##### ESTRATTO DEL DOCUMENTO #####

La Polinesia è un paese fantastico, il rammarico diventa grande quando ci si rende conto di aver speso venti giorni di ferie e di non essere riusciti a vedere questo e quell’e quell’altro. In effetti, seguendo le rotte classiche del turismo, ci si fa un’idea bizzarra di questo arcipelago, ci si immerge in una cultura che ha basi diverse dalla nostra, basata sulla sola necessità di sopravvivere il giorno che si sta spendendo o tutt’al più il giorno successivo.

Una cultura quindi basata sulla pesca, sulla coltivazione della terra e dei suoi frutti e basata su una fede votata alle divinità locali che fanno da contorno ad ogni pensiero ed ad ogni gesto del popolo Polinesiano.

Questa è l’idea che ci si fa prima di arrivare a Tahiti, leggendo le riviste e sognando la vita dei pescatori, liberi e divisi tra terra e mare. Basta un rapido giro dell’isola, per rendersi conto che qui, come d’altronde in altre parti del mondo dove sia arrivato il consumismo, le favole non esistono più.

I pescatori, quelli che ancora lo fanno per sfamarsi, sono ridotti a vivere da barboni senza la giusta fierezza della loro condizione d’essere discendenti di un popolo che ha navigato l’intero oceano Pacifico in lungo ed in largo, che riconosce nel mare il proprio fratello, che parla coi pesci e sa ascoltare il vento. Una condizione visibile a tutti, perlomeno quelli che la vogliono vedere, non vivono più nelle capanne in riva al mare, ma in vere e proprie baracche lungo la strada principale.

Il pesce di cui si nutrono, è solo lo scarto di qualche peschereccio. La loro realtà è racchiusa in una bottiglia di birra, quella non manca mai.

##### DATI MOSTRATI #####

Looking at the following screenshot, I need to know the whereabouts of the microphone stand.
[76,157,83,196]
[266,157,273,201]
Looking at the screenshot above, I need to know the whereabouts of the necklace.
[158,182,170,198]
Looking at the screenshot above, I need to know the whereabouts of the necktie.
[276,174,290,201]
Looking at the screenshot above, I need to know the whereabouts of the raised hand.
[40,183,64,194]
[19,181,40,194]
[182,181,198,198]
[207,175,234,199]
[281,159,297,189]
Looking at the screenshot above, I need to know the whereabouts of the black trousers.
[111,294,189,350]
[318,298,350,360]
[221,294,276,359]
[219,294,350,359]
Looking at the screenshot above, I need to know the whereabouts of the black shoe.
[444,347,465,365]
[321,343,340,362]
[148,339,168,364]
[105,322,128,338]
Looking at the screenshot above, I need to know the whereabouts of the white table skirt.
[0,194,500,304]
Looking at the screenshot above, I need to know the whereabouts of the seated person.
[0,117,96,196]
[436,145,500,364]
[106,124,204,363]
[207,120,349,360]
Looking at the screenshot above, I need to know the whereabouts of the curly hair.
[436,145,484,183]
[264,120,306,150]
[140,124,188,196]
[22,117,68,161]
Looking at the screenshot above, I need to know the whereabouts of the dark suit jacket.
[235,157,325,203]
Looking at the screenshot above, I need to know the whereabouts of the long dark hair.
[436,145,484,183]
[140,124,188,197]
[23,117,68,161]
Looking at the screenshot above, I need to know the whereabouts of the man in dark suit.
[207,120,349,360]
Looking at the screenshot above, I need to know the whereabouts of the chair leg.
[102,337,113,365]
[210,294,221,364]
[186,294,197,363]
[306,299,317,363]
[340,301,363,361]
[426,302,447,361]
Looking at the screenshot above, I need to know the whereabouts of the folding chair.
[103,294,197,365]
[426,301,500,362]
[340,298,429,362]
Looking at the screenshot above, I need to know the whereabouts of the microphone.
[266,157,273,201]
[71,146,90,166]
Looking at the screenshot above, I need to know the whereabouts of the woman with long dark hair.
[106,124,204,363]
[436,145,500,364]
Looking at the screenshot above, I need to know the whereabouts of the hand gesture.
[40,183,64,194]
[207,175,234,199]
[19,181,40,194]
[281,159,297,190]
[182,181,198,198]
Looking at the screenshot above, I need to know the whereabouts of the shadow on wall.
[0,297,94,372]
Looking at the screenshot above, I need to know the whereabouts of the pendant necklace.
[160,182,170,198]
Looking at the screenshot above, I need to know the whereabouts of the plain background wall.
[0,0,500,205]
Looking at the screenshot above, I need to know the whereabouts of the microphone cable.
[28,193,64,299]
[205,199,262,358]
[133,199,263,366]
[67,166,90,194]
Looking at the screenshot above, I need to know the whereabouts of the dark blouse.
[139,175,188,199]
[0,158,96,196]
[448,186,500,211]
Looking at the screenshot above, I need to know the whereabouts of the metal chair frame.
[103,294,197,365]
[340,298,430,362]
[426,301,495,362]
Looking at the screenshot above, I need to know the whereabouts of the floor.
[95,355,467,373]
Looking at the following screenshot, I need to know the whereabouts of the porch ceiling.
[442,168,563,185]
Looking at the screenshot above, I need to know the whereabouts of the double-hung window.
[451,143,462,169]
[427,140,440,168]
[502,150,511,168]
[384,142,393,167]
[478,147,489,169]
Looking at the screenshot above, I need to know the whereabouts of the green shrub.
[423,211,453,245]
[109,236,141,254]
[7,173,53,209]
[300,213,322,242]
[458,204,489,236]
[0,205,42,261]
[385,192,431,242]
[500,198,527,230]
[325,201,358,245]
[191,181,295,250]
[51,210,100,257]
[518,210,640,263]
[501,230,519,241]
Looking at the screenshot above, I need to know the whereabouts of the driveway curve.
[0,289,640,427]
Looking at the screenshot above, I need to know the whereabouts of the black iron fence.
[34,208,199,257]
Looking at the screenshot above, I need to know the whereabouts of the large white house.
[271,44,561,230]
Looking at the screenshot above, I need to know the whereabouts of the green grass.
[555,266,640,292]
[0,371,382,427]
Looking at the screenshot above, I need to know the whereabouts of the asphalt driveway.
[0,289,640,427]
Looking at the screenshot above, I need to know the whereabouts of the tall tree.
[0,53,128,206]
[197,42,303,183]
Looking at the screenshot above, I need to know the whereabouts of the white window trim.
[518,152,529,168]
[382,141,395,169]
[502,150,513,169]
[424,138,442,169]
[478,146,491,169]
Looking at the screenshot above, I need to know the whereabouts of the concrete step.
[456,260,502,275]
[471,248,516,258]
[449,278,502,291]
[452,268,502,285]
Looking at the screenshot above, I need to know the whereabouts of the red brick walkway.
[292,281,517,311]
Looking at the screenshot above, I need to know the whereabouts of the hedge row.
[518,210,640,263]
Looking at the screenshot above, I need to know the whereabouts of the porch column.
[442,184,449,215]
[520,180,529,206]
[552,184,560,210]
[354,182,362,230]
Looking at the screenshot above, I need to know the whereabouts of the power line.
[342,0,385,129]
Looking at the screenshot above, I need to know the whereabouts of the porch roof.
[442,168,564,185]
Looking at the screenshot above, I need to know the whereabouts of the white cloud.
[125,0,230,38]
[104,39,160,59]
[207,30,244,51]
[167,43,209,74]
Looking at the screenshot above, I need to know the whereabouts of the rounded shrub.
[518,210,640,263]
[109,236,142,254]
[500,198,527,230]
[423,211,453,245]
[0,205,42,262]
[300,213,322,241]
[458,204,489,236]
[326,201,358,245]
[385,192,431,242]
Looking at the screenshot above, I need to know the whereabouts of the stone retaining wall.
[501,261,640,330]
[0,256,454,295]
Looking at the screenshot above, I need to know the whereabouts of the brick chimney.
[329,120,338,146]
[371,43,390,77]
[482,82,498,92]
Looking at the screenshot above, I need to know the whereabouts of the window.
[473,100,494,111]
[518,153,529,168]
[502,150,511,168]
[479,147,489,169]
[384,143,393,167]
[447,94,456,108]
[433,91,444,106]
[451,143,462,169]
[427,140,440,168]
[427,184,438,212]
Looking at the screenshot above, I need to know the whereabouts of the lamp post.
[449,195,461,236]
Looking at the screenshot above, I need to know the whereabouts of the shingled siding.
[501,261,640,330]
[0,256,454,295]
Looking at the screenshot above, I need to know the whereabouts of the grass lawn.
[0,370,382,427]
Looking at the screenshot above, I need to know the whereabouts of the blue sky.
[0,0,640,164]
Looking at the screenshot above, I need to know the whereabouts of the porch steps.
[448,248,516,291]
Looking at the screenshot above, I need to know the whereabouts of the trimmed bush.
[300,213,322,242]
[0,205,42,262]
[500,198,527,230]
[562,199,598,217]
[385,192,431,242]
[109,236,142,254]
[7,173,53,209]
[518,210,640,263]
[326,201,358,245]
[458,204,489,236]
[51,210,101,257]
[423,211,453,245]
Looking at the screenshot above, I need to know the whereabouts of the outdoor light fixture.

#####

_CONSEGNE_:
• a. Trascrivi dal testo sulla Polinesia il passo che si apre con le parole contenenti "I pescatori, quelli" e si chiude con "non manca mai.".
• b. Rispondi a queste domande sul testo sulla Polinesia:
(i) Quanti giorni di ferie vengono citati?
(ii) Dove vivono oggi i pescatori, invece che nelle capanne in riva al mare?
(iii) Di quale pesce si nutrono i pescatori?

_SOLUZIONI_:
• a.
I pescatori, quelli che ancora lo fanno per sfamarsi, sono ridotti a vivere da barboni senza la giusta fierezza della loro condizione d’essere discendenti di un popolo che ha navigato l’intero oceano Pacifico in lungo ed in largo, che riconosce nel mare il proprio fratello, che parla coi pesci e sa ascoltare il vento. Una condizione visibile a tutti, perlomeno quelli che la vogliono vedere, non vivono più nelle capanne in riva al mare, ma in vere e proprie baracche lungo la strada principale.

Il pesce di cui si nutrono, è solo lo scarto di qualche peschereccio. La loro realtà è racchiusa in una bottiglia di birra, quella non manca mai.

• b.
(i) Venti giorni.
(ii) In vere e proprie baracche lungo la strada principale.
(iii) Dello scarto di qualche peschereccio.